#### PROVIDED PASSAGE:

Tuesday, August 27, 2024

Bee. Leaf.













Between 1963 and 1966, things sucked for the Hertz Rental Car company. 

Their marketshare had been at 61% in 1963. 

By 1966, they had lost 12-points. More than 20% of their share.

Worse, they had a competitor that had momentum. Avis had grown from a 29% share in 1963 to a 36% share in 1966--roughly a 25% gain. Hertz's own forecasts predicted that by 1968, Avis' marketshare would surpass Hertz', 43% to 42%.

I've been making my living in ad agencies for over 40 years. I've seldom had a shittier hand dealt to me than the Hertz scenario. Avis was "cool." Their ads were done by the best agency in the world. Avis pulled off a neat trick. While they were gaining huge amounts of marketshare, they kept their position as the underdog--the one everyone rooted for.

It was gauche in those days to NOT rent from Avis.

Yesterday I wrote a post about believing in the power of what we can do: the power of the power of advertising. 

I used an old Hertz commercial to help illustrate my point.

My point was that step one in doing great advertising--business-results-impacting advertising--is to believe that you can do such advertising and that such advertising can make a palpable difference in the fates and fortunes of clients (and agencies.)

The Hertz advertising above, I'd argue, is not, in the parlance of today, very creative. There's not a joke, a pun, a bit of popular culture, a celebrity or a design fillip to be seen.

Just facts.

There were no planners at Carl Ally (Hertz's agency) when I was there in the 1990s. There were certainly none during its glory years from roughly 1962-1985.

But someone said, and many believed, "let's look at the product. Let's look at the facts. Let's look at what makes Hertz actually better. And lets write and art-direct the shit out of that."

#### EXTRACTED DATA:
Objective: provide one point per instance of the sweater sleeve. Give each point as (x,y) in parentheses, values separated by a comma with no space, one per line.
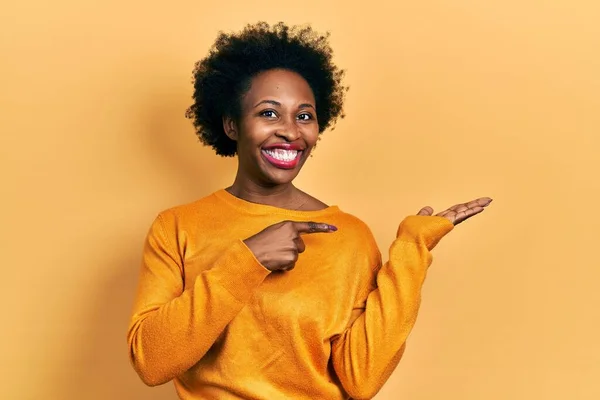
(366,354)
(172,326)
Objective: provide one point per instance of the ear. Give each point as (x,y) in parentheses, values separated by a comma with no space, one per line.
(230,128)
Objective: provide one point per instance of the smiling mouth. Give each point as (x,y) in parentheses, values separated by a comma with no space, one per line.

* * *

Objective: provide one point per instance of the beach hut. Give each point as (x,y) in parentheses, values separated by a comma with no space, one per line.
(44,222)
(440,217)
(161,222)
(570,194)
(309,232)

---

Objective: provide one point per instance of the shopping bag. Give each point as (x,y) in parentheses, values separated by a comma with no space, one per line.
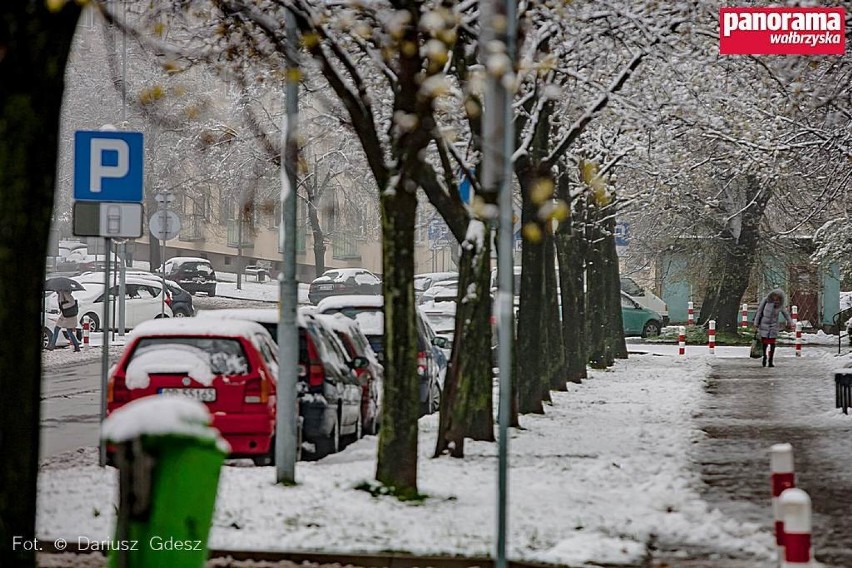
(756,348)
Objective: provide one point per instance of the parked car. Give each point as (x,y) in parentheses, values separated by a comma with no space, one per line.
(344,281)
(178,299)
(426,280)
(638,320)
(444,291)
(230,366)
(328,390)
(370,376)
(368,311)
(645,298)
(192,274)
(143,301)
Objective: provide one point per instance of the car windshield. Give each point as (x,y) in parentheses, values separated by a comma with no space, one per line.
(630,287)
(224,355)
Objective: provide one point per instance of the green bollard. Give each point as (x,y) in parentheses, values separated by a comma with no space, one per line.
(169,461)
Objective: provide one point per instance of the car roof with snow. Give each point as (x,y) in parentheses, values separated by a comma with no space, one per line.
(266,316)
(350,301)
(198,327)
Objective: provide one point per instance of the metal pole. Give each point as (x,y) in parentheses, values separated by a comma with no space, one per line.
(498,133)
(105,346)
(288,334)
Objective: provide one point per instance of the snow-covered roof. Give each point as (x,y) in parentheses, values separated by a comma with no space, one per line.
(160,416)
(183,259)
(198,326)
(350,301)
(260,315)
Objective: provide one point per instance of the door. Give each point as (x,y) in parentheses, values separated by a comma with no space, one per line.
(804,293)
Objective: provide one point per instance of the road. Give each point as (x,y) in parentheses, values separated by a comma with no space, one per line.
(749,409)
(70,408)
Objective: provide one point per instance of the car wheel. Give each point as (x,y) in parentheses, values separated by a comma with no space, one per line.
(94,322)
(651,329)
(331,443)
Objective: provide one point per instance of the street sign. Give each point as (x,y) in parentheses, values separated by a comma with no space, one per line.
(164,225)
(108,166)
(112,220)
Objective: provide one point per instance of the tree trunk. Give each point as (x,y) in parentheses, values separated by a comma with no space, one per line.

#### GOAL:
Substitute "gag" for "joke" in the passage on Hertz advertising, and give that passage again from "The Hertz advertising" to "Just facts.". The entries were drawn from a source unrelated to the text.

#### EXPECTED ANSWER:
The Hertz advertising above, I'd argue, is not, in the parlance of today, very creative. There's not a gag, a pun, a bit of popular culture, a celebrity or a design fillip to be seen.

Just facts.